> _取り組む課題_
• a. 従属理論の本文によれば、アンドレ・グンダー・フランクは「周辺」を何と言い換えたか。
• b. 従属理論の本文の最後の文に続けて、その先を書きなさい。

> _抜粋本文_
□ □ □ □ □ □ □
アンドレ・グンダー・フランクの従属理論[編集]

 従属理論とは、途上国(周辺)の経済が、世界資本主義体制に組み込まれて、先進国(中心)に従属するようになった場合を説明する理論です。その結果、途上国は、経済・政治・社会・文化などの分野で先進国に大きく遅れをとり、未開発状態のまま取り残されてしまいます。1960年代、ラテンアメリカの社会学や経済学で、この従属理論が国際関係を考える方法として見直されるようになりました。

 ドイツ出身でチリ大学・カリフォルニア大学の経済学者アンドレ・グンダー・フランクは、ラウル・プレビッシュ理論の問題点に対応するために、従属理論を考えました。アンドレ・グンダー・フランクは、ラウル・プレビッシュが使っていた「中心」を「首都(メトロポリス)」、「周辺」を「衛星(サテライト)」と言い換えました。首都は衛星から経済の余剰を奪って、発展する一方で、衛星は従属され、開発されなくなると述べました。また、ラウル・プレビッシュの輸入代替工業化に反対しました。途上国は資本主義と縁を切れば済むと主張しました。そして、中国やキューバのように社会主義革命をして、社会の改善を図りました。しかし、キューバは社会主義革命で景気回復をしていません。
□ □ □ □ □ □ □
> _提供資料_
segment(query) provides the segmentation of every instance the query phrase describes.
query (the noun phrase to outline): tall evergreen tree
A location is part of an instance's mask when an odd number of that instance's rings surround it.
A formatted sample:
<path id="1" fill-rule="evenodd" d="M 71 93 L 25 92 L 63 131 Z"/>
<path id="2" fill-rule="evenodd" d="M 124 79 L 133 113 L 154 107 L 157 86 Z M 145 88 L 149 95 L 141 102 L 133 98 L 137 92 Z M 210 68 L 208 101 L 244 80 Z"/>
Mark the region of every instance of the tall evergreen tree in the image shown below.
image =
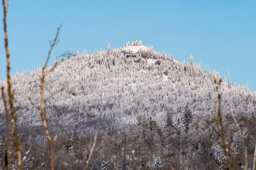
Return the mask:
<path id="1" fill-rule="evenodd" d="M 187 131 L 189 129 L 189 125 L 192 122 L 193 117 L 192 113 L 187 105 L 186 105 L 183 114 L 182 115 L 182 123 L 184 125 L 185 131 Z"/>
<path id="2" fill-rule="evenodd" d="M 109 44 L 109 45 L 107 46 L 107 52 L 108 53 L 109 53 L 110 52 L 110 44 Z"/>

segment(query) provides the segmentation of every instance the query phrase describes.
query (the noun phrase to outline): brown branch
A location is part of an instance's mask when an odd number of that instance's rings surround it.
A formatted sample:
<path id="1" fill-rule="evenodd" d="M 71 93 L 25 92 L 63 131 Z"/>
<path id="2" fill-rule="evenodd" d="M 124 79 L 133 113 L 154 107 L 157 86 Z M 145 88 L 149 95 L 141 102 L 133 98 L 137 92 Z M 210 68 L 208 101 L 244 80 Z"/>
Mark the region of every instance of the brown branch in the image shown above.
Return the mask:
<path id="1" fill-rule="evenodd" d="M 90 161 L 91 161 L 91 158 L 93 155 L 93 150 L 94 150 L 94 148 L 96 145 L 96 140 L 97 139 L 97 135 L 98 134 L 98 132 L 99 132 L 99 124 L 98 125 L 98 127 L 97 127 L 97 130 L 96 130 L 96 132 L 95 133 L 95 135 L 94 136 L 94 139 L 93 140 L 93 146 L 92 146 L 92 148 L 91 149 L 91 150 L 90 151 L 90 154 L 89 154 L 89 156 L 87 158 L 87 160 L 86 160 L 86 162 L 85 162 L 85 169 L 87 170 L 89 168 L 89 164 L 90 164 Z"/>
<path id="2" fill-rule="evenodd" d="M 231 115 L 232 116 L 232 118 L 234 120 L 234 122 L 235 122 L 235 124 L 236 124 L 236 126 L 237 129 L 238 130 L 238 132 L 239 133 L 239 135 L 242 138 L 243 140 L 244 141 L 244 158 L 245 158 L 245 161 L 244 161 L 244 166 L 243 168 L 244 170 L 247 170 L 247 163 L 248 162 L 248 150 L 247 149 L 247 146 L 248 145 L 248 135 L 247 132 L 246 133 L 245 136 L 244 137 L 243 136 L 243 134 L 242 134 L 242 131 L 241 130 L 241 128 L 239 127 L 239 125 L 238 125 L 238 123 L 237 123 L 237 121 L 235 116 L 234 115 L 234 113 L 233 112 L 233 109 L 232 109 L 232 103 L 231 103 L 231 100 L 230 100 L 230 95 L 229 95 L 229 104 L 230 106 L 230 113 L 231 113 Z"/>
<path id="3" fill-rule="evenodd" d="M 15 142 L 15 146 L 16 147 L 16 152 L 18 156 L 18 169 L 21 169 L 22 168 L 22 155 L 21 148 L 18 141 L 18 129 L 17 126 L 17 114 L 14 109 L 14 96 L 12 92 L 12 85 L 11 84 L 11 76 L 10 74 L 10 53 L 8 46 L 8 37 L 7 36 L 7 24 L 6 24 L 6 16 L 8 9 L 8 0 L 2 0 L 2 5 L 4 7 L 4 43 L 5 51 L 6 53 L 6 57 L 7 60 L 7 84 L 8 86 L 8 96 L 9 97 L 8 102 L 10 103 L 10 110 L 11 115 L 12 118 L 13 122 L 13 135 Z"/>
<path id="4" fill-rule="evenodd" d="M 5 109 L 5 117 L 6 118 L 6 125 L 7 126 L 7 134 L 6 134 L 6 149 L 5 150 L 5 158 L 4 159 L 4 163 L 5 164 L 6 168 L 7 168 L 8 164 L 10 164 L 10 162 L 8 162 L 8 160 L 9 160 L 9 152 L 10 152 L 10 147 L 9 146 L 9 139 L 10 138 L 10 117 L 9 117 L 9 112 L 7 108 L 7 102 L 5 99 L 5 96 L 4 95 L 4 87 L 2 87 L 2 95 L 3 98 L 3 101 L 4 104 L 4 109 Z"/>
<path id="5" fill-rule="evenodd" d="M 217 81 L 214 80 L 214 82 L 216 83 Z M 219 130 L 219 133 L 221 137 L 222 144 L 219 143 L 221 146 L 223 148 L 224 150 L 224 152 L 225 152 L 226 156 L 227 156 L 227 159 L 228 159 L 228 170 L 231 169 L 231 166 L 232 165 L 234 169 L 235 170 L 238 170 L 238 168 L 234 163 L 234 162 L 232 161 L 231 159 L 231 154 L 230 153 L 230 149 L 229 148 L 228 146 L 228 142 L 226 141 L 226 137 L 225 136 L 225 130 L 224 126 L 222 123 L 222 116 L 221 113 L 221 83 L 222 80 L 220 79 L 217 86 L 217 89 L 218 90 L 218 93 L 217 95 L 217 97 L 216 100 L 214 103 L 214 119 L 215 122 L 217 126 L 218 130 Z M 217 104 L 217 101 L 218 103 L 218 115 L 216 115 L 216 105 Z"/>
<path id="6" fill-rule="evenodd" d="M 35 104 L 35 103 L 33 102 L 33 101 L 32 101 L 32 99 L 31 99 L 31 98 L 30 97 L 28 97 L 28 100 L 29 100 L 29 101 L 30 101 L 30 104 L 32 106 L 34 106 L 36 108 L 36 109 L 37 109 L 37 110 L 40 111 L 40 107 L 39 107 L 39 106 L 37 106 Z"/>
□ □ □ □ □ □ □
> _課題別の解答_
• a. 「衛星(サテライト)」と言い換えた。

• b.
その他の従属理論[編集]

 ラウル・プレビッシュからアンドレ・グンダー・フランクまで、ネオ・マルクス主義は大きく4つの流れを持つようになりました。

  1. エジプト人のサミール・アミンなどが急進的従属理論を考えました。途上国と先進国の関係によって複雑な社会構造を招くと、途上国が経済的に成長出来なくなっていると述べました。また、途上国は、資本主義以前の旧式な生産方式と、資本主義以降の近代的な生産方式が一緒になっています。この状態をなくすために、民族自決と社会主義革命によって、途上国の自立を訴えました。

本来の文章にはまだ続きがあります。